## About this task
The answer is the full set of records below, transcribed exactly.

────────

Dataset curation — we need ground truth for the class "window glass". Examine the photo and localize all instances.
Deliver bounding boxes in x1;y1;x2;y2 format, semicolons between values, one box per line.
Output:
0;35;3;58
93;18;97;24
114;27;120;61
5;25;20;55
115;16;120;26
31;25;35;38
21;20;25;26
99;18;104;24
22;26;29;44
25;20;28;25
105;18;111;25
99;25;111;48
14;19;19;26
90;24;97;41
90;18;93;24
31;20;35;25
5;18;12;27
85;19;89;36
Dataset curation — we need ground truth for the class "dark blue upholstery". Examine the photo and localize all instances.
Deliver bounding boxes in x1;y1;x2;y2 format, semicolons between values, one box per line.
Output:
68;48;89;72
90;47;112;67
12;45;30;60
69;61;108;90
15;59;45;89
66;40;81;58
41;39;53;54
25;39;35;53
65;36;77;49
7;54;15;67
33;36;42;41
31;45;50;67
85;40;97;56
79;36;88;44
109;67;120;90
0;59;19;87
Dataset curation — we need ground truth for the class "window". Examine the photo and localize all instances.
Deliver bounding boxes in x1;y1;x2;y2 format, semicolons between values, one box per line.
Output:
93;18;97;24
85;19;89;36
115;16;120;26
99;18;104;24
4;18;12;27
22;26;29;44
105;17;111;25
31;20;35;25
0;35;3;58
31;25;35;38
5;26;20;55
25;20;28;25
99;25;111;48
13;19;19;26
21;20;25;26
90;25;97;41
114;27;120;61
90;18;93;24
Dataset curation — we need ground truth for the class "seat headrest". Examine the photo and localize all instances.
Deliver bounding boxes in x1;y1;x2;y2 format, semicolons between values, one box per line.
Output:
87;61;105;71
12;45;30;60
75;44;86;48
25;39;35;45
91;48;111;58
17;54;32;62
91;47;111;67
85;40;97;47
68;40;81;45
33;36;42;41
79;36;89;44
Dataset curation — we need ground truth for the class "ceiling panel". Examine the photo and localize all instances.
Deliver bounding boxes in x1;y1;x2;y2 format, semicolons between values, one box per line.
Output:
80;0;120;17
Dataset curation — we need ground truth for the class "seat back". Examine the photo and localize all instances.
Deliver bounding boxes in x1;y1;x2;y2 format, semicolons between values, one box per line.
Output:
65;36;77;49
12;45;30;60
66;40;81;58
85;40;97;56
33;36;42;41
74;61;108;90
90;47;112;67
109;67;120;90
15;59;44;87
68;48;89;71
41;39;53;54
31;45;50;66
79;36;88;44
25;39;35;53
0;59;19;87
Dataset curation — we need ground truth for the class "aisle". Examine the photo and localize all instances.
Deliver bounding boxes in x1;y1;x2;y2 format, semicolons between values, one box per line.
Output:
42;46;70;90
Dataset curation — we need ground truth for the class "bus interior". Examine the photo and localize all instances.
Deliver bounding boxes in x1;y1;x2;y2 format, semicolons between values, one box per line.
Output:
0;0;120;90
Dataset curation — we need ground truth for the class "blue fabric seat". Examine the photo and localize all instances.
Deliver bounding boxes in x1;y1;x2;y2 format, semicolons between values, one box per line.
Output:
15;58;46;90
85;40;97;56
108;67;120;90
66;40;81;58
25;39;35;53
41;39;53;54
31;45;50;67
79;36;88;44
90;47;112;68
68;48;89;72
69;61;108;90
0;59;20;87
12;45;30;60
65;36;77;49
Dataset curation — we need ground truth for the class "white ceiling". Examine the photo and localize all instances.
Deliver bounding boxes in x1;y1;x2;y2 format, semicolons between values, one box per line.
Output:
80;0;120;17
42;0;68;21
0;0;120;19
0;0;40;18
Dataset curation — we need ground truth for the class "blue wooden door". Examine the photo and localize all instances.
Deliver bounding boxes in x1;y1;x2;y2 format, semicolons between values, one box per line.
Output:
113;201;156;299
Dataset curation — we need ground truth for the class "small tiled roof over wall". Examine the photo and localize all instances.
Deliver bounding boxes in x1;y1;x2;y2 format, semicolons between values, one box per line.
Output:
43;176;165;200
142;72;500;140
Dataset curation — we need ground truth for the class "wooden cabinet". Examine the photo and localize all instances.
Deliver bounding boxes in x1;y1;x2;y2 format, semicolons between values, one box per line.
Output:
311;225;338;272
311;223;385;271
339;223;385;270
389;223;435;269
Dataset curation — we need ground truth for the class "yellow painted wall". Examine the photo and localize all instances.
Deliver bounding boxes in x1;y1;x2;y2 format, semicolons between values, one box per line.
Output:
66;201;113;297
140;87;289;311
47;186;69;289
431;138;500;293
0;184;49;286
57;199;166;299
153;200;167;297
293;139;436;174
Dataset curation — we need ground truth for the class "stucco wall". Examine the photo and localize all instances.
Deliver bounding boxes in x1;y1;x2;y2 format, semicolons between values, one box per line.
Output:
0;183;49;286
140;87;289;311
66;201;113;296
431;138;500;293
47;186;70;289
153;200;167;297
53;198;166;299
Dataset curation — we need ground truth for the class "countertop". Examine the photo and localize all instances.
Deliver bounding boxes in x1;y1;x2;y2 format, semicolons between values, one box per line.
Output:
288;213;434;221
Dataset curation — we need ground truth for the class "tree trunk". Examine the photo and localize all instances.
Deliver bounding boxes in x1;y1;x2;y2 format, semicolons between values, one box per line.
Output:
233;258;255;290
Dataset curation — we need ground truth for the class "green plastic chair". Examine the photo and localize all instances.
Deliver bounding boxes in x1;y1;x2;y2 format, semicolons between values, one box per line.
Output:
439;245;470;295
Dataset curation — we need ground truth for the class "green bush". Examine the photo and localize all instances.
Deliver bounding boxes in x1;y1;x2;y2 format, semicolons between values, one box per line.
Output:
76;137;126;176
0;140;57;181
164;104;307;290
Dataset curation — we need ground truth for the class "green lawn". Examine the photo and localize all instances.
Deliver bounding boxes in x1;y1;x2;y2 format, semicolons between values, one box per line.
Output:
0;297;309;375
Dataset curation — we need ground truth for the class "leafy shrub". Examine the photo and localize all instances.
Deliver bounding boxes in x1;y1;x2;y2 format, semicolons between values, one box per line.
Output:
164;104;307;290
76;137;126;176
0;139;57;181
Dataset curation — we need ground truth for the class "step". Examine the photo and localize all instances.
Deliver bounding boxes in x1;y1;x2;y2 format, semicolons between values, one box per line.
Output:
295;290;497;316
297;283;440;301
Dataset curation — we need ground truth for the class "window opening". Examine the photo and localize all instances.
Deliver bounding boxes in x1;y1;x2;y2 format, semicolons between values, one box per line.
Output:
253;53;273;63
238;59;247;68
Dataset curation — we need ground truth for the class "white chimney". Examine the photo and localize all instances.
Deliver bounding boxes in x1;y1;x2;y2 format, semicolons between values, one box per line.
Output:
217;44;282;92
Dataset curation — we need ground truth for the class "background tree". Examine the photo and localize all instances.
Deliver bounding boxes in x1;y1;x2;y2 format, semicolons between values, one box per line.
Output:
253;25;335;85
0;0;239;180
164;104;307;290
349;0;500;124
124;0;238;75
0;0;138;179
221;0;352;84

────────

## Result of the task
Dataset curation — we need ground truth for the class "window glass". Examine the photo and localize all instances.
Deliver bounding boxes in x1;y1;x2;y2 format, semicolons between values, one box per line.
Output:
0;35;3;58
93;18;97;24
114;27;120;61
5;25;20;55
115;16;120;26
31;25;35;38
21;20;25;26
99;18;104;24
22;26;29;44
25;20;28;25
105;18;111;25
99;25;111;48
14;19;19;26
90;24;97;41
90;18;93;24
31;20;35;25
5;18;12;27
85;19;89;36
Dataset curation — we need ground truth for the class "dark blue upholstery". Examine the photo and localize all instances.
Deliver bounding boxes in x1;y1;x2;y2 format, semicolons between values, one box per line.
Output:
68;48;89;72
90;47;112;67
12;45;30;60
69;61;108;90
15;59;45;89
66;40;81;58
41;39;53;54
25;39;35;53
65;36;77;49
7;54;15;67
33;36;42;41
31;45;50;67
85;40;97;56
79;36;88;44
109;67;120;90
0;59;19;87
Dataset curation — we need ground truth for the class "window". Examine the photo and localize all instances.
Deliver bounding boxes in x1;y1;x2;y2 format, semicolons between values, one box per line.
Output:
93;18;97;24
85;19;89;36
115;16;120;26
99;18;104;24
4;18;12;27
22;26;29;44
105;17;111;25
31;20;35;25
0;35;3;58
31;25;35;38
5;26;20;55
25;20;28;25
99;25;111;48
13;19;19;26
21;20;25;26
90;25;97;41
114;27;120;61
90;18;93;24
Dataset curation — we need ground truth for the class "seat headrest". Examine the photo and localize all instances.
Deliver bounding boxes in x1;y1;x2;y2 format, semicolons between values, one box per line.
Output:
87;61;105;71
12;45;30;60
75;44;86;48
25;39;35;45
91;48;111;58
17;54;32;62
91;47;111;67
85;40;97;47
68;40;81;45
33;36;42;41
79;36;89;44
Dataset curation — we need ground truth for the class "ceiling panel". Examine the photo and localize all instances.
Deliver bounding boxes in x1;y1;x2;y2 format, semicolons between values, one box per line.
Output:
80;0;120;17
Dataset curation — we need ground truth for the class "seat back". Examine the photo and localize all instances.
Deliver bounding boxes in x1;y1;x2;y2 format, semicolons between values, one box per line.
Output:
65;36;77;49
12;45;30;60
66;40;81;58
85;40;97;56
33;36;42;41
74;61;108;90
90;47;112;67
109;67;120;90
15;59;44;87
68;48;89;71
41;39;53;54
31;45;50;66
79;36;88;44
25;39;35;53
0;59;19;87
Dataset curation — we need ground truth for the class "aisle". Examine the photo and localize all instances.
Deliver bounding boxes in x1;y1;x2;y2 format, semicolons between values, one box per line.
Output:
42;46;70;90
Dataset curation — we need ground truth for the class "bus interior". Examine the photo and localize all instances.
Deliver bounding boxes in x1;y1;x2;y2 format, semicolons between values, one box per line.
Output:
0;0;120;90
Dataset curation — we need ground truth for the class "blue fabric seat". Examine the photo and localize all instances.
Deliver bounding boxes in x1;y1;x2;y2 format, semicolons between values, one box per line.
Output:
15;58;46;90
85;40;97;56
108;67;120;90
66;40;81;58
25;39;35;53
41;39;53;54
31;45;50;67
79;36;88;44
90;47;112;68
68;48;89;72
69;61;108;90
0;59;20;87
12;45;30;60
65;36;77;49
Dataset curation — we need ground truth for the class "white ceiling". Examine the photo and localize all instances.
Deliver bounding boxes in x1;y1;x2;y2 format, semicolons between values, one box per line.
Output:
80;0;120;17
42;0;68;21
0;0;120;19
0;0;40;18
Dataset curation — we need ground truth for the class "blue wooden door". Examine the photo and localize all instances.
Deliver bounding boxes in x1;y1;x2;y2 format, semicolons between values, one box per line.
Output:
113;201;156;299
Dataset curation — we need ground truth for the class "small tiled roof over wall". Examine the photo and localize all instances.
Deliver bounding boxes in x1;y1;x2;y2 format, semicolons between values, one box per line.
Output:
43;176;165;200
142;72;500;140
Dataset curation — we need ground truth for the class "wooden cabinet". Examine the photo and localize all instances.
Deliver bounding boxes in x1;y1;x2;y2 format, semicolons between values, one box per line.
Output:
311;225;338;272
311;223;385;271
339;223;385;270
389;223;435;269
Dataset curation — we need ground truth for the class "yellow painted wall". Examine the photo and localize all instances.
Deliver bounding boxes in x1;y1;x2;y2 format, semicolons between values, one box per line.
Output:
66;201;113;297
140;87;289;311
47;186;69;289
431;138;500;293
0;184;49;286
57;199;166;299
153;200;167;297
293;139;436;174
Dataset curation — we need ground truth for the class "stucco wall". Examine the photo and localize all instances.
Deliver bounding boxes in x1;y1;x2;y2 format, semicolons between values, one box per line.
Output:
0;183;49;286
140;87;289;311
66;201;113;296
431;138;500;293
47;186;70;289
153;200;167;297
53;198;166;299
Dataset curation — we need ground truth for the class "countertop". Examine the photo and localize all instances.
Deliver bounding boxes in x1;y1;x2;y2 format, semicolons between values, one box per line.
Output:
288;213;434;221
Dataset curation — we need ground truth for the class "tree trunk". Examine the photo and localize all instances.
Deliver bounding boxes in x1;y1;x2;y2 format, semicolons between values, one box per line.
Output:
233;258;255;290
Dataset curation — we need ground truth for the class "green plastic chair". Examine the photo and localize all instances.
Deliver bounding boxes in x1;y1;x2;y2 format, semicolons between values, one box per line.
Output:
439;245;470;295
Dataset curation — we need ground truth for the class "green bush". Examine the photo and localize all instances.
Deliver bounding boxes in x1;y1;x2;y2 format, semicolons between values, one box per line.
Output:
76;137;126;176
0;140;57;181
164;104;307;290
Dataset curation — we need ground truth for the class "green lawn". Examine the photo and localize all instances.
Deliver bounding boxes in x1;y1;x2;y2 format, semicolons between values, one box per line.
Output:
0;297;309;375
Dataset curation — we need ground truth for the class "leafy shrub". Examine the photo and localize all instances.
Deliver bounding boxes in x1;y1;x2;y2 format, semicolons between values, one box per line.
Output:
164;104;307;290
76;137;126;176
0;139;57;181
Dataset curation — we need ground truth for the class "step". Examine the photo and localize all instances.
Deliver bounding boxes in x1;y1;x2;y2 format, semicolons between values, one box per line.
Output:
295;290;497;316
297;283;440;301
Dataset curation — we need ground truth for the class "window opening". Examine the photo and localize all instances.
Deliver bounding boxes in x1;y1;x2;y2 format, semicolons between values, one box per line.
Output:
253;53;273;63
238;59;247;68
Dataset curation — we need ground truth for the class "white chimney". Examine the photo and localize all instances.
Deliver bounding boxes in x1;y1;x2;y2 format, semicolons between values, one box per line.
Output:
217;44;282;92
Dataset curation — we need ground truth for the class "background tree". Examine the photo and localize all instances.
Deliver bounding boxes in x1;y1;x2;y2 format, semicolons between values, one box per line.
Output:
253;25;335;85
0;0;239;180
164;104;307;290
349;0;500;124
124;0;238;75
0;0;138;179
221;0;352;84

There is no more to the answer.